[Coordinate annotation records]
[BEGIN]

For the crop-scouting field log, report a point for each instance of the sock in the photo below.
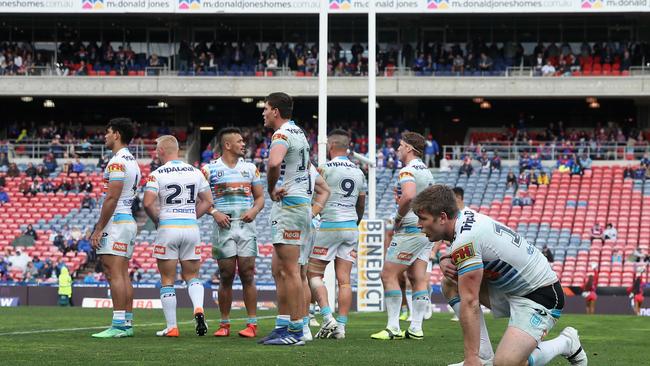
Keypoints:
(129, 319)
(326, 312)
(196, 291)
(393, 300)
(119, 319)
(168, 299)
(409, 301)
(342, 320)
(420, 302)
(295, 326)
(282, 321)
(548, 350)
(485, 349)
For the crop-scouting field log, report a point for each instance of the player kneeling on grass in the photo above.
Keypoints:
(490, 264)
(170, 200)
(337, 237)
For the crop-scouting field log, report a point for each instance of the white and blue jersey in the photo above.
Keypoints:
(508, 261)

[END]
[BEGIN]

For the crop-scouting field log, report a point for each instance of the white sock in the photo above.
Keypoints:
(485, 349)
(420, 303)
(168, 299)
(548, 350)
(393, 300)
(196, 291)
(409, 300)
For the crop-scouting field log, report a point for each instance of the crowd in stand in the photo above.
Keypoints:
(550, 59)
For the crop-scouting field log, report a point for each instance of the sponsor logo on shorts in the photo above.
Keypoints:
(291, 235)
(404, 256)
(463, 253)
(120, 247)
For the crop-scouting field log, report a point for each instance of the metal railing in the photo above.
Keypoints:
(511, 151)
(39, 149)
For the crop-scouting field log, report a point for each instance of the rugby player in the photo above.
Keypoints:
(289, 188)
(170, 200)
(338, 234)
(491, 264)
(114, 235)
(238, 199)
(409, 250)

[END]

Show each line of the records above that contains the string "white". Case counts.

For the crop-scouting field log, report a point for each instance of the white and blue jersey in the photo above.
For the crop-scouting field log, report a point for each instance of the white sock in the photo above.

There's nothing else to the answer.